■ **To be done**: Copy the items below word for word, from the line containing "In the photo above, where can the club" through the last line of the items, inclusive.

■ **Available data**:
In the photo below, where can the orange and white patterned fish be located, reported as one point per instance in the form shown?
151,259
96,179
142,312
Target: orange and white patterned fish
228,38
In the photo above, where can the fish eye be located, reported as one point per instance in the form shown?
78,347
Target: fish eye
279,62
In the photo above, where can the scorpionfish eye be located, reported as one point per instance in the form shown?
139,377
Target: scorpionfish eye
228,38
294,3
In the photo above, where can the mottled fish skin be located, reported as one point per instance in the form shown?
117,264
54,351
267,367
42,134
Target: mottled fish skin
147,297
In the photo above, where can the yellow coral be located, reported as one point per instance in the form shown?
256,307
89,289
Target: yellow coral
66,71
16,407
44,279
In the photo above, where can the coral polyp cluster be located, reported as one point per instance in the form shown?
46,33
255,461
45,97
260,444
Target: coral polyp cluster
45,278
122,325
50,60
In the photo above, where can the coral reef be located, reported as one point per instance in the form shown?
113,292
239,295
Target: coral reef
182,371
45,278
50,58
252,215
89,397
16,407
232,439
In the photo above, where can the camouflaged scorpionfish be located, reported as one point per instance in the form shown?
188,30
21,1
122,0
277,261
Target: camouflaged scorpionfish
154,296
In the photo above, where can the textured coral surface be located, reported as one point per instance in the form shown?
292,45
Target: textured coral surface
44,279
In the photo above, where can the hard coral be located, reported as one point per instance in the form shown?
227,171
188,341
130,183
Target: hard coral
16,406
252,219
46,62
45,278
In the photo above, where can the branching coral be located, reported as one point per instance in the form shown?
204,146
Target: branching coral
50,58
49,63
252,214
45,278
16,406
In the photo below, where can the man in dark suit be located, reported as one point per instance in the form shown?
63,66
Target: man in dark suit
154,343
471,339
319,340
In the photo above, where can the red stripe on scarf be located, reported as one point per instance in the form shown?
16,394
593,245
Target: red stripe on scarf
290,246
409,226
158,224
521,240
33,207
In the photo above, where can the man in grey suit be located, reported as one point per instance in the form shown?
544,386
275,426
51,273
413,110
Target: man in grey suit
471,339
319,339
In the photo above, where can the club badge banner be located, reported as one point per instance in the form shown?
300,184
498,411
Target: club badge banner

■ **Result of the exercise**:
In the photo above, where can the club badge banner be located, reported as one point per instance in the form shown?
300,184
498,411
Target: club badge banner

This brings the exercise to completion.